== EXCERPTED TEXT ==
****************
ASPHYXIUM ZINE

Wednesday, February 26, 2020

Full Length Review: Zebulon Kosted "Never Return Again" (Hammerkrieg Productions) by Jorge A. Trejos

Band: Zebulon Kosted
Location: Missoula, Montana
Country: USA
Genre: Avant garde black metal
Full length: Never Return Again
Format: CD, digital
Label: Hammerkrieg Productions
Release date: September 9, 2019
I felt at first moderately lazy to review this album when I saw that the list of songs brought cuts that touch the 11-minute long. The only idea seemed soporific to me. I thought, what's with the band's name Zebulon Kosted? Sounds weird, it can be a proper name or a pun; when I asked Google, Kosted gave 0 results against 3 results for Zebulon; whose meanings were 'honored' and 'place of residence', this didn't make much sense, but neither did the following: Jacob's tenth son in the Old Testament was called Zebulon and last, in urban language, a Zebulon is the name given to a dude with a sausage as big as Mandingo's.
Anyway, I just wanted to review something cool, standard and properly handed. And you know, the generic average of many other one-member black metal band is not very promising, except for some exceptions to the rule, of course. I was in the dilemma; whether to procrastinate or press PLAY. I did the second and the first thing that sounded was the arpeggio of a crunchy guitar that gave way to a theme at mid-pace tempo, with a taciturn riff that repeats itself as a funeral procession.
If I put it in words or images: I-X (this is the title of the first track; in fact, all songs have Roman numerals) evokes a cosmic fakir came from Arcturus, playing an interstellar flute who turns the stars in cobra who make their bifid tongues crunch. It feels like a trance and only the first four minutes have passed and I already feel the sound journey of Zebulon Kosted. When out of nowhere, this hypnotism effect that has me in the shadows is abruptly stopped by the scintillation of guitar tremolos, blast beats and a rough voice that buckles our belt, and warns us we're about to “Never Return Again", then we face an arctic Black Metal storm with Doom cyclones between; that threaten to make us lose at night, buried under tons of hail and snow...
****************
== GIVEN PROBLEM 1 ==
Translate the sentence "The only idea seemed soporific to me." from the album review into Spanish.
The album review and the listing that comes after it have no connection to each other.

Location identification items
****************
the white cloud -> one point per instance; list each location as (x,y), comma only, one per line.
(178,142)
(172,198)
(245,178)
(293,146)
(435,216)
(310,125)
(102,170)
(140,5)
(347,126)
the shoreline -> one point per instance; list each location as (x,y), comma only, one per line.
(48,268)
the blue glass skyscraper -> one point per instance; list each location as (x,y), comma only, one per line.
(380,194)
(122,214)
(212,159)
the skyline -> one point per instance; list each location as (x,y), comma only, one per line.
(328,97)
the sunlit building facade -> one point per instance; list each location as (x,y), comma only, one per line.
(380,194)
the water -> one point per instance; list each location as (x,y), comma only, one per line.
****************
== GIVEN PROBLEM 2 ==
Rename "skyscraper" to "tower" throughout the location identification listing above, and reproduce every line of that listing with nothing else altered.

== CORRECT ANSWER 1 ==
La sola idea me pareció soporífera.

== CORRECT ANSWER 2 ==
the white cloud -> one point per instance; list each location as (x,y), comma only, one per line.
(178,142)
(172,198)
(245,178)
(293,146)
(435,216)
(310,125)
(102,170)
(140,5)
(347,126)
the shoreline -> one point per instance; list each location as (x,y), comma only, one per line.
(48,268)
the blue glass tower -> one point per instance; list each location as (x,y), comma only, one per line.
(380,194)
(122,214)
(212,159)
the skyline -> one point per instance; list each location as (x,y), comma only, one per line.
(328,97)
the sunlit building facade -> one point per instance; list each location as (x,y), comma only, one per line.
(380,194)
the water -> one point per instance; list each location as (x,y), comma only, one per line.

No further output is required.